Supplied passage
+ + + + + + +

Let me tell you about Cape Breton – we loved it!
Our time in Cape Breton started with a bit of an adventure. After flying to Halifax from St John’s and spending a day there (more on that in a later blog), we set out on Monday morning for Sydney. It was pouring rain in Halifax (after glorious weather on Sunday) and continued to do so for the entire 400+ kms.
We had a pit stop in Antigonish, home of St Francis Xavier University. It looked like a lovely town, but with the rain pelting down and the wind howling, we decided it wasn’t the day to stroll around.
We crossed into Cape Breton on the Canso Causeway. The Canso Causeway (Cabhsair Chanso in Gaelic) is a 1,385 m rock-filled causeway that crosses the Strait of Canso, connecting Cape Breton Island by road to the Nova Scotia peninsula. Its crest thickness is 40 m, carrying the two vehicle traffic lanes of the Trans-Canada Highway, as well as the single track mainline of the Cape Breton and Central Nova Scotia Railway. Constructed in an “S” shape, the causeway has a base width of 244 m (801 ft) in waters having a maximum depth of 65 m, making it the deepest causeway in the world. Cape Breton Island remains a true island as a result of the 24 m wide and 570 m long Canso Canal, which is located at the eastern end of the causeway to allow ship traffic to transit the Strait of Canso. The 94 m Canso Canal Bridge is a swing bridge which carries the road and railway line across the canal. We actually had to wait as the Newfoundland ferry passed through the canal.

+ + + + + + +

Given records
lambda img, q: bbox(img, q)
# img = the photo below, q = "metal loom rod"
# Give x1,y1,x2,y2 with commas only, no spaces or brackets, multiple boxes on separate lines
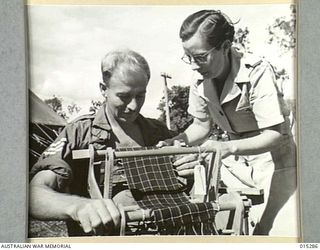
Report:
72,146,211,159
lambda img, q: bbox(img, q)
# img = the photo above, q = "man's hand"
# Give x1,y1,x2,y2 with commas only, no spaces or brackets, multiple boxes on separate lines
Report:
70,199,120,233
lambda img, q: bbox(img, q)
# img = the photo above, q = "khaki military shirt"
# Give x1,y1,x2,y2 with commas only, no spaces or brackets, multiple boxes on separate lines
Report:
188,49,284,134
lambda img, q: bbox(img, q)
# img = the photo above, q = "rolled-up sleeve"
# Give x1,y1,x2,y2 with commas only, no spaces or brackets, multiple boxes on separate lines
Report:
188,80,209,119
30,125,77,188
250,62,284,129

+ + + + + + +

Task to complete
In the Cape Breton travel post, what is the maximum water depth where the Canso Causeway was built? These lines have no connection to the Cape Breton travel post.

Worked solution
65 m.